## EXERCISE DETAILS
Continue the text on rewriting a resume for experienced job seekers, starting right after its final sentence.

## GIVEN TEXT
BEGIN
Returning to or Changing Tracks in the Work Force

Remember your first resume, the one that served you well, producing interviews for your first job? Now you're ready to pull it out again and update it for a new employment campaign.

If you plan on just updating your old resume, don't be suprised if hiring managers are not especially impressed with it. Just as the job market has changed since your first job, so too has the resume.

Experienced professionals must present to employers a slate of accomplishments that are entirely different from those a new graduate would offer. New graduates provide a general resume, heavy on collegiate experience, allowing for consideration in many positions.

This is not the case with experienced candidates' resumes. More and more employers are now searching for candidates with proven track records in solving specific problems unique to their organizations. Today the experienced candidate must be prepared to research the needs of an organization and tailor his resume to show how past accomplishments meet the employer's criteria.

Consider these items when re-writing your resume:
1. Summary, not objective:
The resume for an entry-level position typically includes a general objective describing the type of opportunity desired. The experienced candidate will be better served by summarizing three or four skills that match the employer's needs. These highlights can appear in a short paragraph or quick "bullet" format.
2. Lead with experience, not education:
There are other differences, too. Typically, new grad resumes provide education information after the objective. Although one should include this information on your resume, it is better to place it toward the bottom. Actual experience is more important than education and should lead the resume.
END
Excerpts from a pointing dataset
BEGIN
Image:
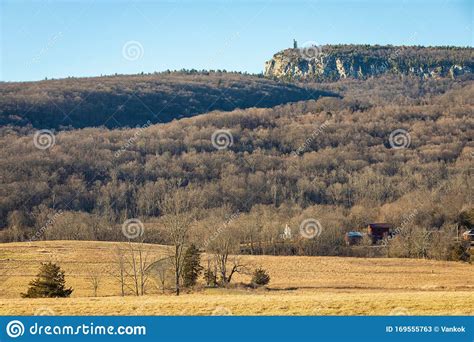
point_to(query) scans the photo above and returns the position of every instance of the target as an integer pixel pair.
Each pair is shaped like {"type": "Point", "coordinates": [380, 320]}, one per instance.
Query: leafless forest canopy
{"type": "Point", "coordinates": [128, 101]}
{"type": "Point", "coordinates": [345, 174]}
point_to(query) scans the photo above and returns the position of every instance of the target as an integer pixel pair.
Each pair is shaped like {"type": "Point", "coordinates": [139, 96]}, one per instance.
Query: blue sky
{"type": "Point", "coordinates": [56, 39]}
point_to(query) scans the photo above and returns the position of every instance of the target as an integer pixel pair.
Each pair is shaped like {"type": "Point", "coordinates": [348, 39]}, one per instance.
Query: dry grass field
{"type": "Point", "coordinates": [299, 286]}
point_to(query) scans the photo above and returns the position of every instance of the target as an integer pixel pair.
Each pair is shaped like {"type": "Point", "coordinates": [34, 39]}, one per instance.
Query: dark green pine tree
{"type": "Point", "coordinates": [191, 266]}
{"type": "Point", "coordinates": [49, 282]}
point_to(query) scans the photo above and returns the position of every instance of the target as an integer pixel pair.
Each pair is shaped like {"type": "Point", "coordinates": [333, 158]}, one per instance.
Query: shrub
{"type": "Point", "coordinates": [191, 266]}
{"type": "Point", "coordinates": [260, 277]}
{"type": "Point", "coordinates": [459, 252]}
{"type": "Point", "coordinates": [49, 283]}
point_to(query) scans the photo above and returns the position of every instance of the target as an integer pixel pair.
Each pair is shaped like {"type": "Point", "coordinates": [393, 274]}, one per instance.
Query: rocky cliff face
END
## RESULT OF THIS EXERCISE
3. Accomplishments, not just responsibilities:
When detailing job history, don't fall into the trap of just listing responsibilities. Think in terms of what you have accomplished by completing those tasks. In other words, don't just tell employers what you did; also tell them the outcome of your actions. "Responsible for developing departmental budget" could be a duty. "Proposed and tracked annual $500,000 departmental budget. Only division to meet deadlines and operate within budget during past three years" is a statement that details the results of your problem-solving abilities and clues the employer to specific problems you can solve.
4. Include relevant activities, not hobbies:
Clubs, organizations, and outside interests--a staple for entry-level candidate resumes--should be approached with caution by the experienced candidate. Activities that relate directly to your self-improvement efforts, e.g., continuing education, and the position you are seeking are important to include. Don't include hobby-type activities.
5. Your resume isn't limited to one page:
The length of the resume may also be different for the experienced candidate. Whereas a two-page document might not be appropriate for a new graduate, it can serve a valuable purpose for the veteran employee. Often, the candidate has enough relevant accomplishments and experiences to warrant expansion to a second page.